[Natural-language object grounding data]
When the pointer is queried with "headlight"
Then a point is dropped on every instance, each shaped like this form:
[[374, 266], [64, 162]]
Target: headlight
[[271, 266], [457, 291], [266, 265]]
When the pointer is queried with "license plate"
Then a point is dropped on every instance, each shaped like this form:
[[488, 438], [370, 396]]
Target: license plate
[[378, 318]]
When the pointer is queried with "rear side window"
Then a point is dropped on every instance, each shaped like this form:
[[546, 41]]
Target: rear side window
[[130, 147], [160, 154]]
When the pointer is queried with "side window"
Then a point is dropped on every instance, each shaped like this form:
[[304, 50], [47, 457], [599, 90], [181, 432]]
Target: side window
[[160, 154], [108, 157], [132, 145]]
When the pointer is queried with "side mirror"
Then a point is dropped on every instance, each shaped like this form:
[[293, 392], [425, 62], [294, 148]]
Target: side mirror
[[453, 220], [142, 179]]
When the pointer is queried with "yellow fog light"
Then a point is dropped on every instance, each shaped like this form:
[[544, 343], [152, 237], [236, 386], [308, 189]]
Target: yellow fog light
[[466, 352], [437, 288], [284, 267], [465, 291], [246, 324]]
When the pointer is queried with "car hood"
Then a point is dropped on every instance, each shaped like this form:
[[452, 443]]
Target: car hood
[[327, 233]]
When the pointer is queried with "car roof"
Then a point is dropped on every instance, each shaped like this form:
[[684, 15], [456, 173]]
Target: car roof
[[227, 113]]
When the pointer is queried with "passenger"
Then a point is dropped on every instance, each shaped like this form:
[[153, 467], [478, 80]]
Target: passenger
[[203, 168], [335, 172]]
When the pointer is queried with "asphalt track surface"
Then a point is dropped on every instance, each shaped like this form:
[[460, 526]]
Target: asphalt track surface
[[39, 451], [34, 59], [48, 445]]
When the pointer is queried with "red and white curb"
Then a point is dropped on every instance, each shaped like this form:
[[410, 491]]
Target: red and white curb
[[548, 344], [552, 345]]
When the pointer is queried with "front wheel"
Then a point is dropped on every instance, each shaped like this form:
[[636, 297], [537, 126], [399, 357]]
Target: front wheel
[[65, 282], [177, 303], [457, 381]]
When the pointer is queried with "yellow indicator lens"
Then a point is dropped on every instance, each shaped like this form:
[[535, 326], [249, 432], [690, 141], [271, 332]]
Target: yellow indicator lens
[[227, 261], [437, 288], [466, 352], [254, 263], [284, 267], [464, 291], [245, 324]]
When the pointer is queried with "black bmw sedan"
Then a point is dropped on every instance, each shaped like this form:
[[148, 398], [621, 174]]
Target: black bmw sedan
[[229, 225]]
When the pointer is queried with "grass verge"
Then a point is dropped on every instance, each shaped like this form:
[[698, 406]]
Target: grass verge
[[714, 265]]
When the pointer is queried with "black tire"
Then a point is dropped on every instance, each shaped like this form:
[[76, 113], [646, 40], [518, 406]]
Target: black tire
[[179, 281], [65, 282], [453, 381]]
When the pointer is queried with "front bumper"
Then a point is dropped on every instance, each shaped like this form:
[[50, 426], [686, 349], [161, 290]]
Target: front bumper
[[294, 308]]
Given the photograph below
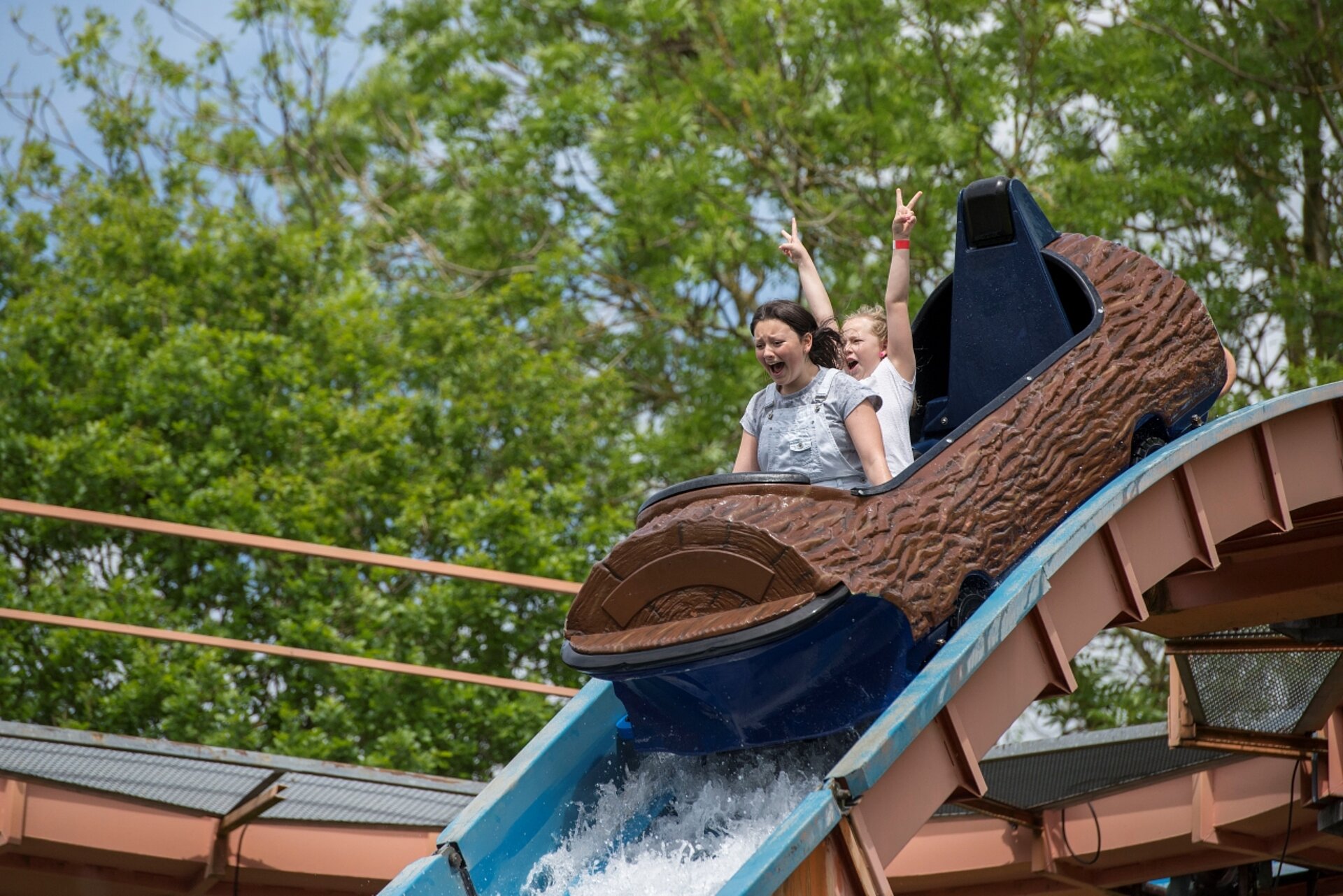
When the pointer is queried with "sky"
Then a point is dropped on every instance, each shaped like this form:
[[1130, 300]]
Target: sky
[[24, 69]]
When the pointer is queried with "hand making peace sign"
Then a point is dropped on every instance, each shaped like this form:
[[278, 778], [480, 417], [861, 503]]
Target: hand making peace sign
[[904, 220], [791, 245]]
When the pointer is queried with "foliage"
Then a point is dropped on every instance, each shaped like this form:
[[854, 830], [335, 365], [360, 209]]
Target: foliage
[[474, 303]]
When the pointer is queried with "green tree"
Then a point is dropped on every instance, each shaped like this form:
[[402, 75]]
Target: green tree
[[233, 353]]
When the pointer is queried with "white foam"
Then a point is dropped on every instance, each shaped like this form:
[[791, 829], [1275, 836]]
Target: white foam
[[718, 811]]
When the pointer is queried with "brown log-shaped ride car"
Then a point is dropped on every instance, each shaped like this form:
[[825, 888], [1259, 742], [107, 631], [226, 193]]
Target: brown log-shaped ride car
[[713, 560]]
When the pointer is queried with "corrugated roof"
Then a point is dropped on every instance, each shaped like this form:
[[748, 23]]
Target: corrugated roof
[[1074, 767], [214, 781]]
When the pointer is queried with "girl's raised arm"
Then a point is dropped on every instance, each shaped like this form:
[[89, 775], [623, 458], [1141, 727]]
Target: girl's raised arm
[[900, 340], [813, 290], [865, 433]]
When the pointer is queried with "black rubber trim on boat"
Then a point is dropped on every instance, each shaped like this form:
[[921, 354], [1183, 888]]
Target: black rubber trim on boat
[[708, 648], [724, 478]]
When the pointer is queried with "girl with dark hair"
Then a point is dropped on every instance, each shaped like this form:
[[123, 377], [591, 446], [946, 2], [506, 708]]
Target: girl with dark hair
[[810, 420]]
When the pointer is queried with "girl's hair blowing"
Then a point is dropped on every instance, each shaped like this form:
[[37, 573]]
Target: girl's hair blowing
[[826, 344], [877, 318]]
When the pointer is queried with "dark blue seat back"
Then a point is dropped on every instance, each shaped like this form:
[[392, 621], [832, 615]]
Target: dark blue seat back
[[1005, 313]]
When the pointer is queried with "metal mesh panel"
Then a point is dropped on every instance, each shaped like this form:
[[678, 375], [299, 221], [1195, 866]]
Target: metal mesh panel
[[1061, 774], [1264, 692]]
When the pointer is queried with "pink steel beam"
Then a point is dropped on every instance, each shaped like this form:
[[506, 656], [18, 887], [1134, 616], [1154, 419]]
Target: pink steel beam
[[1225, 816], [287, 546], [1255, 480], [280, 650]]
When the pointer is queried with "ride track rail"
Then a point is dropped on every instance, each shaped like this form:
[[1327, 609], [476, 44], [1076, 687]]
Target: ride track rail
[[1242, 481], [1263, 471]]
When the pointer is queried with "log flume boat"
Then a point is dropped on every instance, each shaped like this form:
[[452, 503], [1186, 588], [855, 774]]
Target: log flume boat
[[756, 609]]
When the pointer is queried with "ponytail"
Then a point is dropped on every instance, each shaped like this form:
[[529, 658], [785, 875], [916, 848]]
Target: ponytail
[[826, 348]]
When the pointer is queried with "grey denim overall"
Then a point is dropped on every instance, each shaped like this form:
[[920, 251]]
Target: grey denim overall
[[795, 439]]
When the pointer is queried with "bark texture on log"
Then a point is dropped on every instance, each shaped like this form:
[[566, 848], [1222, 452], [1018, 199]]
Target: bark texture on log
[[978, 506]]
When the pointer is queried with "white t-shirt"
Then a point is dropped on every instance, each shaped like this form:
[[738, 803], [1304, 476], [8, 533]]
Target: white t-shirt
[[897, 404]]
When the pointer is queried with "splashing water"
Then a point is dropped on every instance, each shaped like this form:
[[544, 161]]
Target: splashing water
[[678, 824]]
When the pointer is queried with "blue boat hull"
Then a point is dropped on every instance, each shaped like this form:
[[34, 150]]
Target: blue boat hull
[[829, 671]]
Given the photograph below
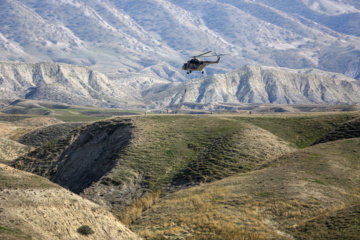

Action item: Produce the entries again, word for word, without any of their pictures.

Answer to this task:
When the pointer is queried with "headlight"
Then a point is dropped on every instance, each shaped like this form:
[[374, 266], [64, 162]]
Target: headlight
[[271, 266], [457, 291], [266, 265]]
When the pointer is queried with "license plate"
Then a point is dropped on every instance, each shaped like this form:
[[488, 438], [370, 396]]
Target: license plate
[[378, 318]]
When the pointer is queried with "rear side window"
Then a point is dropped on every instance, each shaped like this form:
[[546, 41]]
Target: rear side window
[[130, 147], [160, 154]]
When the pointer is queried with "side window"
Then a point is dropped on every instance, each shaped like this form:
[[304, 50], [47, 457], [599, 90], [181, 432]]
Target: side window
[[160, 154], [108, 157], [132, 145]]
When the pointer is queried with "side mirror"
Then a point is dropped on every instance, each shaped like this form:
[[293, 392], [425, 62], [294, 148]]
Target: side mirror
[[453, 220], [142, 179]]
When the pointer is queried with "yellow fog light"
Then a point is dropped on every instance, each shaped like this form:
[[544, 343], [152, 237], [236, 386], [308, 189]]
Target: yellow fog light
[[466, 352], [437, 288], [284, 267], [465, 291], [246, 324]]
When the pointer is queried with "car hood"
Then a point is dropped on every instance, each shaped like this form:
[[452, 443]]
Target: car hood
[[327, 233]]
When the pointer is queried with "car roof"
Then a point is dropped on every instance, each shaped like this form:
[[684, 15], [456, 173]]
Target: car roof
[[227, 113]]
When the pointer is queried with "passenger"
Then a point is dropped on every instance, each shaped like this form:
[[153, 467], [478, 80]]
Target: passenger
[[203, 168], [335, 172]]
When the pointer is queried with "asphalt track surface"
Then a point is dropped on every instance, each shaped like this form:
[[460, 526]]
Target: asphalt track surface
[[39, 451], [34, 59], [48, 445]]
When the pointer is queried with "red and white curb"
Then a point is dropped on every instance, each shaped like this form:
[[410, 491]]
Target: red and white curb
[[548, 344], [552, 345]]
When the pointer is queried with "front wheel"
Then a point is dropped on every instance, each shaped like this form:
[[636, 297], [537, 126], [399, 357]]
Target: front wheel
[[65, 282], [177, 303], [457, 381]]
When the pointer is queried with "yellow indicator lens"
Then a point is dropped on every instance, each shaped like this form:
[[535, 326], [249, 432], [690, 141], [271, 332]]
Target: yellow indicator lens
[[227, 261], [437, 288], [466, 352], [254, 263], [284, 267], [464, 291], [245, 324]]
When the pointer is queried with "black bmw sedan"
Then a point is dropped on every instance, each shaped like this form:
[[148, 398], [621, 174]]
Target: black bmw sedan
[[229, 225]]
When the pointer is queried with "grass verge"
Then a point is dropped on every instance, each shaped like this form:
[[698, 406]]
Target: grass verge
[[714, 265]]
When the pointer is queried with "black tire"
Then a point is dropped on every instance, each shaped like this form:
[[76, 113], [646, 40], [518, 406]]
Target: black tire
[[179, 281], [65, 282], [453, 381]]
When the pointer is queried with "front bumper"
Then a point is dropped on every instance, each shaped like this form:
[[50, 426], [686, 349], [161, 290]]
Target: front bumper
[[294, 308]]
Given the photograph below
When the pointer is queried with "sky"
Then a point is dropped on every instance, each shaped like this form:
[[1130, 300]]
Target: sky
[[24, 69]]
When the pointer is queried with "hand making peace sign"
Then a point is dropped on every instance, each shaped like this form:
[[278, 778], [480, 417], [861, 503]]
Target: hand making peace sign
[[904, 220], [791, 245]]
When the pointer is queried with "foliage"
Then a point is dropped on every instance, each shaped like this form:
[[854, 830], [335, 365], [360, 209]]
Target: foliage
[[474, 303]]
When the pointer is queried with "green tree"
Then a point is dropped on every instance, each shaped like this form:
[[402, 75]]
Target: green tree
[[233, 353]]
When the pointer is queried with "white foam"
Then a point is dropped on every instance, each shaped like this form:
[[791, 829], [1275, 836]]
Target: white foam
[[718, 811]]
When the pointer is queried with "brown log-shaped ride car"
Then a point is dropped on every instance, each shaped like this form:
[[825, 888], [1259, 742], [107, 631], [226, 193]]
Target: brown log-shaped ride car
[[713, 560]]
When the pointer is queried with "corrugated roof"
Then a point is dropped on every instance, each shaped like this form:
[[748, 23]]
Target: corrugated roof
[[1074, 767], [214, 781]]
When the pointer is queried with "girl's raised arm"
Then a point is dropped on every instance, each shaped like this form:
[[89, 775], [623, 458], [1141, 727]]
Target: girl's raised arm
[[900, 340], [813, 290], [865, 433]]
When the pointer is queried with "black rubber trim on boat"
Then a point is dropped on every instance, each shaped like this form:
[[921, 354], [1183, 888]]
Target: black rubber trim on boat
[[708, 648], [724, 478]]
When the pointer is queried with "girl with dark hair"
Then a point is dropped on every instance, each shaped like this form:
[[123, 377], [591, 446], [946, 2], [506, 708]]
Target: girl with dark hair
[[810, 420]]
When the pointer is queried with "girl's hair blowing"
Then a point is dropped on every instance, each shaped like this form:
[[37, 573]]
Target: girl's hair blowing
[[826, 344], [877, 318]]
When the pointer is queried with "dark blue seat back"
Then a point is dropped on every instance, each shaped like this form:
[[392, 621], [832, 615]]
Target: dark blue seat back
[[1005, 313]]
When the pointer is queried with "metal mesh panel"
Then a point is dropped on every instance, each shaped like this form:
[[678, 375], [299, 221], [1195, 866]]
Target: metal mesh panel
[[1061, 774], [1264, 692]]
When the pointer is queried with "pink steel beam"
Then a point is dropped on every instance, each shaped like this form:
[[506, 656], [18, 887], [1134, 616], [1154, 419]]
Target: pink steel beam
[[1225, 816], [287, 546], [1255, 480], [280, 650]]
When the pointer is queried with "ride track rail"
Then a point is dropped on every instance, each shaped like this form:
[[1327, 609], [476, 44], [1076, 687]]
Target: ride track rail
[[1242, 481], [1263, 471]]
When the pointer is queried with "log flume boat"
Then a point is dropped on every instance, each shaped like this form:
[[452, 503], [1186, 588], [855, 774]]
Target: log flume boat
[[756, 609]]
When the pointer is queried with "ponytail"
Then a point is dropped on every instance, each shaped like this form:
[[529, 658], [785, 875], [916, 848]]
Target: ponytail
[[826, 348]]
When the pointer is queried with "grey denim overall"
Then a point is dropped on every instance, each shaped like this form:
[[920, 251]]
Target: grey denim overall
[[795, 439]]
When the pointer is queried with "bark texture on log"
Then a point is dropped on every instance, each shaped like this form:
[[566, 848], [1222, 452], [1018, 199]]
Target: bark texture on log
[[978, 506]]
When the pointer is queried with "white t-shirt"
Then a point is dropped on every instance, each shaped like this form:
[[738, 803], [1304, 476], [8, 533]]
Target: white t-shirt
[[897, 404]]
When the pointer is queried with "splashing water"
Then a point is dropped on every instance, each shaped like this form:
[[544, 161]]
Target: splashing water
[[678, 824]]
When the pointer is queried with "blue boat hull"
Then a point is dropped on every instance, each shaped like this form:
[[34, 150]]
Target: blue boat hull
[[829, 671]]
Given the photograph below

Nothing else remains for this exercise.